REQUIRED TASK: Reproduce the material below line for line, keeping every character unchanged.
┌─ RECORDS PROVIDED
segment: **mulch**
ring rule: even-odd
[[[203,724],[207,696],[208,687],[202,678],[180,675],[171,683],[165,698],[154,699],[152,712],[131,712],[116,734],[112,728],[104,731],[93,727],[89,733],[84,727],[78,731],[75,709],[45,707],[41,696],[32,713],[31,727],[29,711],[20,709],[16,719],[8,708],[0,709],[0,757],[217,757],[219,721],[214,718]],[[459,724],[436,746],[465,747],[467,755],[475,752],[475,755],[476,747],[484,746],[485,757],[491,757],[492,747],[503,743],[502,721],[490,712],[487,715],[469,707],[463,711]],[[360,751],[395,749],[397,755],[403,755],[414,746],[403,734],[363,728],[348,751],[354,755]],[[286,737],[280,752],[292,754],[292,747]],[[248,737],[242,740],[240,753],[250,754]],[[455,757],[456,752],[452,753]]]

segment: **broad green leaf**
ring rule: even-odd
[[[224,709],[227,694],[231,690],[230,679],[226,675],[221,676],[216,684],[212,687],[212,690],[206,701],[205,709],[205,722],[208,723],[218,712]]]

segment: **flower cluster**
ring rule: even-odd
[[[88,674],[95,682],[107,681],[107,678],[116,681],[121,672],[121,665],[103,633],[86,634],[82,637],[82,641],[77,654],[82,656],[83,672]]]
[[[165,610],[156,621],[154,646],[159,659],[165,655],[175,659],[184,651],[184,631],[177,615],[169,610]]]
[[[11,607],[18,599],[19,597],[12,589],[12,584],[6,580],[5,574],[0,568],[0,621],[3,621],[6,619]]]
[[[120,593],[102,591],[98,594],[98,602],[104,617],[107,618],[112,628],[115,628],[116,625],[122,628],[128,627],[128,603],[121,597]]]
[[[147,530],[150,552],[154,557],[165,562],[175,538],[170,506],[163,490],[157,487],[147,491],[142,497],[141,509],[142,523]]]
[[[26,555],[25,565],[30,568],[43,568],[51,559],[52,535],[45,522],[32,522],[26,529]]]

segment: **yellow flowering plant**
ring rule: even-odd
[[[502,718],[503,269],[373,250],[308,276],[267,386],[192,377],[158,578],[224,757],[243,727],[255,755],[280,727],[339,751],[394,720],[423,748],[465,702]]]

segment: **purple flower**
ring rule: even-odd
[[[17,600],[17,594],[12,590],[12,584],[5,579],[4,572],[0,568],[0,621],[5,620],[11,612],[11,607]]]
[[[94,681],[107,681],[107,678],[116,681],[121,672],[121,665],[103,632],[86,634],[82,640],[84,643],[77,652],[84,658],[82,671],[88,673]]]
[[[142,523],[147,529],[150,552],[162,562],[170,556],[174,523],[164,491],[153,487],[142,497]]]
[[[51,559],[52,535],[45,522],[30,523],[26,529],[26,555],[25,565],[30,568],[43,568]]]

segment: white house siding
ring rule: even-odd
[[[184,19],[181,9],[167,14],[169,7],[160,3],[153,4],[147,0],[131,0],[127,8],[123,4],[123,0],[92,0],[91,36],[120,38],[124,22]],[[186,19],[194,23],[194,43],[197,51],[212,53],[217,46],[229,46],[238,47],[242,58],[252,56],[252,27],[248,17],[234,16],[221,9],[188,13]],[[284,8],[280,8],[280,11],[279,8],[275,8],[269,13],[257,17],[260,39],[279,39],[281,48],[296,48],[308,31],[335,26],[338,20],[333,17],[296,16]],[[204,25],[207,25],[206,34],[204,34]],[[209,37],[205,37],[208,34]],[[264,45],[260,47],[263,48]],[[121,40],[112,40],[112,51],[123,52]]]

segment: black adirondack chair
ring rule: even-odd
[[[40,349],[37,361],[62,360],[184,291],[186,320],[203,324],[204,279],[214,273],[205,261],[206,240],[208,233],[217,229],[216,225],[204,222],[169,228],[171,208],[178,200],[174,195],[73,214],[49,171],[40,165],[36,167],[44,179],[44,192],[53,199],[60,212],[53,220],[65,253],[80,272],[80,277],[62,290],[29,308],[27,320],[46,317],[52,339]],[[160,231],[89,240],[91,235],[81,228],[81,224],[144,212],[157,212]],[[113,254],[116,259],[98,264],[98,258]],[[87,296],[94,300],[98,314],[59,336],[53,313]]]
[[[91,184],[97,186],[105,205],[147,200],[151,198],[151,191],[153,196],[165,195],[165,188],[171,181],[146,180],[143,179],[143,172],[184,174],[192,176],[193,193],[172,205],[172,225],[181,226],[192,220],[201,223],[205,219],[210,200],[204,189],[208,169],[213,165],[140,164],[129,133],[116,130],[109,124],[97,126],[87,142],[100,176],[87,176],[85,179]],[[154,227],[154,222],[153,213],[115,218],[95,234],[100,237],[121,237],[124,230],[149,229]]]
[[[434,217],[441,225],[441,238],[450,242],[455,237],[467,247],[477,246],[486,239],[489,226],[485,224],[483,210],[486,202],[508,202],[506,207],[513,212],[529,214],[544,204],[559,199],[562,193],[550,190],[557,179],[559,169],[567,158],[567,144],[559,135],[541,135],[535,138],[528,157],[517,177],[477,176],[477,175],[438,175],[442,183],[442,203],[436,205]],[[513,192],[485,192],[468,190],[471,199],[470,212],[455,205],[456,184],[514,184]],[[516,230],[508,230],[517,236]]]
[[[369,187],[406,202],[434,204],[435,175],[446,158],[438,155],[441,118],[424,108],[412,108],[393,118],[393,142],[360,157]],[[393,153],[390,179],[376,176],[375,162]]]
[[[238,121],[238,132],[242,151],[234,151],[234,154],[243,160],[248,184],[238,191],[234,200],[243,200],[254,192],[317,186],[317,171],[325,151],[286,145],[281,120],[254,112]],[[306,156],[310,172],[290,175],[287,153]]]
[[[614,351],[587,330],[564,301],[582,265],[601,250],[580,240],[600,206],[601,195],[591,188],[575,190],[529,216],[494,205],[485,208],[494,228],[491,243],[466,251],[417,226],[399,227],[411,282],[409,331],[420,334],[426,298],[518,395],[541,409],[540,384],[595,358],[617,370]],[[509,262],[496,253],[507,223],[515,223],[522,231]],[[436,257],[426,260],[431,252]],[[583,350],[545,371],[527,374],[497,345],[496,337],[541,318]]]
└─
SOLUTION BELOW:
segment: **mulch**
ring rule: even-odd
[[[203,724],[207,696],[208,687],[202,678],[180,675],[171,683],[165,698],[154,699],[152,712],[131,712],[116,734],[112,728],[104,731],[93,727],[89,733],[84,727],[78,731],[75,709],[45,707],[41,696],[32,713],[31,727],[29,711],[20,709],[16,719],[8,708],[0,709],[0,757],[217,757],[219,721],[214,718]],[[459,724],[436,746],[465,747],[467,755],[475,752],[475,755],[476,747],[484,746],[485,757],[491,757],[492,747],[503,743],[502,721],[490,712],[487,715],[469,707],[463,711]],[[360,751],[395,749],[397,755],[403,755],[414,746],[403,734],[363,728],[348,751],[354,755]],[[286,737],[280,752],[292,754],[292,747]],[[248,737],[242,740],[240,753],[250,754]],[[455,757],[456,752],[452,753]]]

segment: **broad green leaf**
ring rule: even-odd
[[[224,709],[227,694],[231,690],[230,679],[226,675],[221,676],[216,684],[212,687],[212,690],[206,701],[205,709],[205,722],[208,723],[218,712]]]

segment: **flower cluster**
ring rule: even-odd
[[[88,674],[95,682],[107,681],[107,678],[116,681],[121,672],[121,665],[103,633],[86,634],[82,637],[82,641],[77,654],[82,656],[83,672]]]
[[[165,610],[156,621],[154,646],[159,659],[165,655],[175,659],[184,651],[184,631],[177,615],[169,610]]]
[[[11,607],[18,599],[19,597],[12,589],[12,584],[6,580],[5,574],[0,568],[0,621],[3,621],[6,619]]]
[[[120,593],[102,591],[98,594],[98,602],[104,617],[107,618],[112,628],[115,628],[116,625],[122,628],[128,627],[128,603],[121,597]]]
[[[147,530],[150,552],[154,557],[165,562],[175,538],[170,506],[163,490],[157,487],[147,491],[142,497],[141,509],[142,523]]]
[[[26,555],[25,565],[30,568],[43,568],[51,559],[52,535],[45,522],[32,522],[26,529]]]

segment: **yellow flowering plant**
ring rule: even-odd
[[[502,718],[503,269],[373,250],[308,276],[267,386],[192,377],[158,578],[224,757],[243,727],[255,755],[280,727],[339,751],[394,720],[423,748],[465,702]]]

segment: **purple flower**
ring rule: even-odd
[[[17,600],[17,594],[12,590],[12,584],[5,579],[4,572],[0,568],[0,621],[5,620],[11,612],[11,607]]]
[[[94,681],[107,681],[107,678],[116,681],[121,672],[121,665],[103,632],[86,634],[82,640],[84,643],[77,652],[84,658],[82,671],[88,673]]]
[[[142,523],[147,529],[150,552],[162,562],[170,556],[174,523],[164,491],[153,487],[142,497]]]
[[[51,559],[52,535],[45,522],[30,523],[26,529],[26,555],[25,565],[30,568],[43,568]]]

segment: white house siding
ring rule: even-odd
[[[184,19],[181,9],[167,14],[169,7],[160,3],[153,4],[147,0],[131,0],[127,8],[123,4],[123,0],[92,0],[91,36],[120,38],[124,22]],[[186,19],[194,23],[194,43],[197,51],[212,53],[217,46],[229,46],[238,47],[242,58],[252,56],[252,27],[248,17],[234,16],[221,9],[188,13]],[[284,8],[280,8],[280,11],[279,8],[275,8],[269,13],[257,17],[260,39],[279,39],[281,48],[296,48],[308,31],[335,26],[338,20],[333,17],[296,16]],[[204,25],[207,25],[206,34],[204,34]],[[209,37],[205,37],[208,34]],[[264,45],[260,47],[263,48]],[[121,40],[112,40],[112,51],[123,52]]]

segment: black adirondack chair
ring rule: even-odd
[[[40,349],[37,361],[62,360],[184,291],[186,320],[203,324],[204,279],[214,273],[205,261],[206,240],[208,233],[217,229],[216,225],[204,222],[169,228],[171,208],[178,200],[174,195],[73,214],[49,171],[40,165],[36,167],[44,179],[44,192],[53,199],[60,212],[53,220],[65,253],[80,272],[80,277],[62,290],[29,308],[27,320],[46,317],[52,339]],[[160,231],[89,240],[91,235],[81,228],[81,224],[144,212],[157,212]],[[113,254],[116,259],[98,264],[98,258]],[[87,296],[94,300],[98,314],[59,336],[53,313]]]
[[[91,184],[97,186],[105,205],[147,200],[151,198],[151,191],[153,196],[165,195],[165,188],[171,181],[146,180],[143,179],[143,172],[184,174],[192,176],[193,193],[172,205],[172,225],[181,226],[192,220],[201,223],[205,219],[210,200],[204,189],[208,169],[213,165],[140,164],[129,133],[116,130],[109,124],[97,126],[87,142],[100,176],[87,176],[85,179]],[[154,227],[154,222],[153,213],[115,218],[95,234],[100,237],[121,237],[124,230],[149,229]]]
[[[434,217],[441,225],[441,238],[450,242],[455,237],[467,247],[477,246],[486,239],[489,226],[485,224],[483,210],[486,202],[508,202],[506,207],[513,212],[529,214],[544,204],[559,199],[562,193],[550,190],[557,179],[559,169],[567,158],[567,144],[559,135],[541,135],[535,138],[528,157],[517,177],[477,176],[477,175],[438,175],[442,183],[442,203],[436,205]],[[513,192],[485,192],[468,190],[471,199],[470,212],[455,205],[456,184],[514,184]],[[516,230],[508,230],[517,236]]]
[[[369,187],[406,202],[434,204],[435,175],[446,158],[438,155],[441,118],[424,108],[412,108],[393,118],[393,142],[360,157]],[[393,153],[390,179],[376,176],[375,162]]]
[[[238,121],[238,132],[242,151],[234,151],[234,154],[243,160],[248,184],[238,191],[234,200],[243,200],[254,192],[317,186],[317,171],[325,151],[286,145],[281,120],[254,112]],[[306,156],[310,172],[290,175],[287,153]]]
[[[614,351],[587,330],[564,301],[582,265],[601,250],[580,240],[600,206],[601,195],[591,188],[575,190],[529,216],[494,205],[485,208],[494,228],[491,243],[466,251],[417,226],[399,227],[411,282],[409,331],[420,334],[426,298],[518,395],[541,409],[540,384],[595,358],[617,370]],[[509,262],[496,253],[507,223],[515,223],[522,231]],[[436,257],[426,260],[431,252]],[[583,350],[545,371],[527,374],[497,345],[496,337],[541,318]]]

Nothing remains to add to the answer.